:: SELECTION
Isolated µModule Power Converter

Properly implemented, galvanic isolation is an effective defense against disturbances in the ground plane often referred to as ground loops, which occur as a result of varying electrical potentials.

Physical limitations require that electrical components on a PCB connect to the ground plane at different physical locations. As a result, pockets of varying electrical potentials are created when each components’ ground plane connection acts in combination with circuit board parasitics. Another significant contributor to the creation of ground loops is conducted EMI created by high current motors, pumps, switching regulators and digital processors with their characteristically fast changes in power demand often in the tens of amperes of current (Figure 1). These ground plane disturbances can result in significant measurement inaccuracies. The ground potential where the measurement sensor is located may not be the same as the ground potential where the ADC converted the analog signal to a digital signal. Thus the resulting digital signal is now skewed by the voltage delta between the two ground potentials. While compensation for the delta could theoretically be added at the signal processor, the magnitude of the ground potential delta changes over time as neighboring loads constantly vary their current consumption. This situation makes compensation a challenging proposition at best. Moreover, isolation offers protection for down-stream devices from potentially damaging supply rail transients or short circuit events.
::::
:: DATASET
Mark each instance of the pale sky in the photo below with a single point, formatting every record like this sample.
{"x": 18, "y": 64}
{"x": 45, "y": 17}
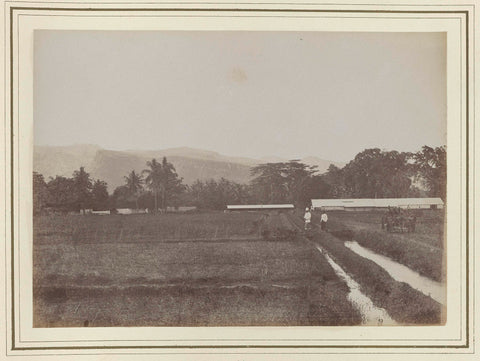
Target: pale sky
{"x": 253, "y": 94}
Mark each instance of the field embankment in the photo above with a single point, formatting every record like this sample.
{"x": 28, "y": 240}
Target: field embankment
{"x": 422, "y": 250}
{"x": 205, "y": 269}
{"x": 403, "y": 303}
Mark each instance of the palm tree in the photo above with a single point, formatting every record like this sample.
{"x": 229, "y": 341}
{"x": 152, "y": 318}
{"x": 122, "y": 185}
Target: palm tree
{"x": 154, "y": 178}
{"x": 134, "y": 184}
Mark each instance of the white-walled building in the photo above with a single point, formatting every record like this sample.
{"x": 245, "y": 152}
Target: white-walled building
{"x": 366, "y": 204}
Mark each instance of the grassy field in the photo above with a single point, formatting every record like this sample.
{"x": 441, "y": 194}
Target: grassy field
{"x": 421, "y": 251}
{"x": 403, "y": 303}
{"x": 210, "y": 269}
{"x": 223, "y": 269}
::::
## DIRECTIVES
[A] Answer these from the isolated power converter article:
(i) What does the opening sentence say galvanic isolation defends against?
(ii) Which sources of conducted EMI does the article list?
(iii) What makes compensating for the ground potential delta at the signal processor difficult?
[B] Write the next part of the isolated power converter article, picking up after its last sentence.

## FINAL ANSWERS
[A]
(i) Disturbances in the ground plane, often referred to as ground loops, which occur as a result of varying electrical potentials.
(ii) High current motors, pumps, switching regulators and digital processors.
(iii) The magnitude of the ground potential delta changes over time as neighboring loads constantly vary their current consumption.

[B]
Galvanic Isolation Applications
Dividing a large control system circuit design into smaller galvanically isolated compartments is a smart strategy to protect components the risks of damage from electrical overstress. The isolation barrier prevents any transfer of electrically charged particles therefore communication between compartments would be performed using other means such as optical, wireless, capacitive or magnetic methods. Any supply rail and/or ground disturbances can easily damage low power 5V or less sensor units comprised of ADCs, amplifiers, voltage references and transducers, which often have a combined power consumption below 1W depending on performance. As a precautionary measure, 500VAC (~710VDC) of galvanic isolation is inserted to protect these devices should a short cause the input supply voltage to exceed the components’ absolute maximum voltage rating. In the event of such a failure, the resulting damage is limited to a small compartment or section of the overall control system. Additionally ground disturbances are also minimized which will be discussed in the next section. The damaged sub-sections may then be stocked or purchased as standard “off-the-shelf” replacement units enabling a complete system recovery in a shorter amount of time with less effort.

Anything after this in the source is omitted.